PASSAGE SHOWN —
As for the ball bur- “what a waste of time” is my reaction. First
there’s a lot of waste in the form of dust, and it just doesn’t look
like a hand hammered finish! Sure you can make a jig to keep each
depression at the same depth-or close- but it looks like a bunch of
semi-spherical depressions in the end and still you have to go back
and planish a bit to soften the strip to resemble a hand hammered

For me, planishing a bangle/strip of sizing stock is a fairly fast
process so I guess I can’t relate to using a bur ! If you like you
can practise on something similar in hardness like a bronze or brass
blank- it’s cheaper for experimentation but is not the same hardness
and won’t react the same as the silver you use or a gold (unless you
do your homework and find a metal that is) but it will help you work
more efficiently and get the reult you are after before using a
precious metal .Knowing how to planish to get the effect you want and
to lace the strokes where you want them is a great skill to develop
and master ! I started out at about 9 years old hammering copper wire
against the concrete on our driveway to get unique textures way
before I knew I wanted to be a goldsmith! But that practice gave me a
lot of knowledge about what happens to wire when you hit it x way,
how it curved when I hit it in x place or at x angle, and how much I
could bang on it until it broke! So I hope this helped, and if not
look at some videos which are abundant on sites like you tube, etc.
if you are a visual learner. Also choose the right weight hammer-
forget the ball bur idea! Best Regards… rer


Hi Carol,

No, you’re not doing anything wrong if your banglegets a little
larger when you hammer it to get hammered finish. Every blowexpands
the metal a bit. either allow for the expansion when you cut the
stock or hammer the finish before you cut the length you want. As
for the size of ball bur, use whatever size makes the texture you
find most pleasing to you. There is no right or wrong way.

Jerry in Kodiak


Carol-I Love a hammered finish. Yes you can put a finish on that
looks a bit like a hammered surface with a ball burr or rubber wheel.
Personally I don’t care for it. It looks cheesy to me and it wastes
metal that is ground away. It takes forever to do compared to

Just make the bracelets too small and planish them up to size.

Have fun and make lots of jewelry.

Jo Haemer


Tim is right. You can also just use course blue wheels or other
wheels that will remove material fast. Skip the ball buyer thing.
That is a pain


A hammered finish is a nice and fairly easy finish to do. Following
are some suggestions. Make sure that your hammer and anvil are both
polished as whatever is on them will be transfered to the metal. I
always polish the surface of the piece of jewelry to be hammered
first. That way I know that all the fire scale is removed and I am
not pounding something into the surface that I should have removed.

GIVEN REQUEST 1 — From the hammered-finish discussion, copy the passage that begins at the words "Tim is right." and stops after the words "should have removed.".
GIVEN REQUEST 2 — In the hammered-finish discussion, about how old was the writer who signs off as "rer" when they started hammering copper wire?
GIVEN REQUEST 3 — Pick up the forum discussion on hammered jewelry finishes after its last sentence and keep writing it.

[Source data]
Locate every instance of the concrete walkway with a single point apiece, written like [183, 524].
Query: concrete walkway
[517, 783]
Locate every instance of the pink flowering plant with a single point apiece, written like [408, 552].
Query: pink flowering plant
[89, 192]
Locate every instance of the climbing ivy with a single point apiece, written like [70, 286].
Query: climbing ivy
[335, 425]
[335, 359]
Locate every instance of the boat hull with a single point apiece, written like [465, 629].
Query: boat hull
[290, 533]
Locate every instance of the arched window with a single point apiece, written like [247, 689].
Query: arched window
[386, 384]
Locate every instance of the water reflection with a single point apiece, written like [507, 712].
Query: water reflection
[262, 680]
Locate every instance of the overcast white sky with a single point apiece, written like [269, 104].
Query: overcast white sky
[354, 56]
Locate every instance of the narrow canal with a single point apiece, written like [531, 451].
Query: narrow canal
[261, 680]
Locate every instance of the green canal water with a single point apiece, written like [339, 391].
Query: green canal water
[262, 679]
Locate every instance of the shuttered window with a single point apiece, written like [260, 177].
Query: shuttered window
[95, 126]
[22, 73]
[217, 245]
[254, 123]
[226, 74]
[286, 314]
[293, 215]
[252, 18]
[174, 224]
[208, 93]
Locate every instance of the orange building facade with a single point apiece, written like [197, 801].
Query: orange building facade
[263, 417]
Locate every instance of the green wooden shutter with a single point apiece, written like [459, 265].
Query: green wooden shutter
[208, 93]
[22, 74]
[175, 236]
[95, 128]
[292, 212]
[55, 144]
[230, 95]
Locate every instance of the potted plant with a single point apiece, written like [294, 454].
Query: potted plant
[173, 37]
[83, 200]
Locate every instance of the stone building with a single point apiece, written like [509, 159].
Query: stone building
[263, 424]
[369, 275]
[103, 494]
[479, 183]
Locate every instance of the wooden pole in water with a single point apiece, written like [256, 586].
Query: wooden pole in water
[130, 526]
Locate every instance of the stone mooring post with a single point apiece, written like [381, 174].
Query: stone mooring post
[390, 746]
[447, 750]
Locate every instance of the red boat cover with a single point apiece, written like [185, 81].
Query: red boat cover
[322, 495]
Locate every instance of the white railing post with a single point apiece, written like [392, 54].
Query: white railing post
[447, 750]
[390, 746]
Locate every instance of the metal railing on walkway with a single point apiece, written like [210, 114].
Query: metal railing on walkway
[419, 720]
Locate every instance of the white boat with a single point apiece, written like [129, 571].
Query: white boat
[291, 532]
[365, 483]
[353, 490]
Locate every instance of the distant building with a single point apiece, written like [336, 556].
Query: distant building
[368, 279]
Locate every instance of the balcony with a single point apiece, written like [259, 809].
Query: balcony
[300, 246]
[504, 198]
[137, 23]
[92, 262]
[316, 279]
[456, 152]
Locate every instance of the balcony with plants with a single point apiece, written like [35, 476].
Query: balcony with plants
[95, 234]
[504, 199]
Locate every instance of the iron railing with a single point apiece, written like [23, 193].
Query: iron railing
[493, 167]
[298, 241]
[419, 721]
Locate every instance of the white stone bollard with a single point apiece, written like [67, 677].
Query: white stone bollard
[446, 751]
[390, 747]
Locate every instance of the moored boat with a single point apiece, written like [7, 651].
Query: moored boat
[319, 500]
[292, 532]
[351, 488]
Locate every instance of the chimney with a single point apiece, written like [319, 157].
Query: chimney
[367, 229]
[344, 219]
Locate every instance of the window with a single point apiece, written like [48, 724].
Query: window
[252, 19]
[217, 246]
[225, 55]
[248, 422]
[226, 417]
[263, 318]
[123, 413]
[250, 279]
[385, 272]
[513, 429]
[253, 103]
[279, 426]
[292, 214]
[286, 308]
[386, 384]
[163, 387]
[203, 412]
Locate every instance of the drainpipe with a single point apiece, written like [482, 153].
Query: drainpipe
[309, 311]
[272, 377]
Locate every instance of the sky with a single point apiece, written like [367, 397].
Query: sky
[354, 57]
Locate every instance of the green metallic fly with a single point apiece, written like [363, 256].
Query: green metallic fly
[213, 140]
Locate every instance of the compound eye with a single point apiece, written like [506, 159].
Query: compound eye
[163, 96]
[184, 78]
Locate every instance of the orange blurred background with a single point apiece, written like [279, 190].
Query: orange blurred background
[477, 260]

ANSWER 1 —
Tim is right. You can also just use course blue wheels or other
wheels that will remove material fast. Skip the ball buyer thing.
That is a pain


A hammered finish is a nice and fairly easy finish to do. Following
are some suggestions. Make sure that your hammer and anvil are both
polished as whatever is on them will be transfered to the metal. I
always polish the surface of the piece of jewelry to be hammered
first. That way I know that all the fire scale is removed and I am
not pounding something into the surface that I should have removed.

ANSWER 2 — About 9 years old.

ANSWER 3 —
Try hammering with a well polished and rounded chisel head of a
forging hammer. Account for the change in size, thickness and width.
If you have to anneal after you are done, use something to avoid
firescale. Thanks. Rob

Rob Meixner


If you are trying to keep the size right on and you don’t want to
mess withit after you have formed the bangle, may I suggest a way I
usually employ in circumstances when I dont know if I will be able
to size it again. Get your flat sheet or stock, and hammer planish
it flat, as good a finnish as you can, cut it to the lenght you need
and form it, the forming must be done with soft faced nylon mallet
and /or the metal needs to have a 4-5 layers of masking tape on the
planished surface, so as to not mar the texture. Grant you will nick
or mar a little, but all things that you can repair retexture that
minor spot with the bur or rubber wheel technique.

The old traditional way would be to do samples, figure out what
thickness metal you start with? How many rows of hammer blows will
it take you to go from a 4.5 inch to a 6 inch strip? And how many
reps around you need to go to get bracelet to size on the mandrel?
So you you start with 16g metal strip say 4.5 inches you bring the
ends together and solder, slip it on the mandrel and start
plamishing till its of the size and thiness you want. Each shop
would have its own formula of size thickness and heft of hammer. If
you were doing a few of them I would say its worth the investigation
in traditional way, but if you’re making one or two and need to get
it done, I would texture with a hammer first, then cut to length and
solder. Good luck to you H.


I used to make hundreds of hammered bangles using ball peen hammers.
I would cut the blank smaller and by the time I was finished it was
the right size. I had different lengths for different sizes.
Depending on the thickness of your metal cut your blank 1/8" smaller.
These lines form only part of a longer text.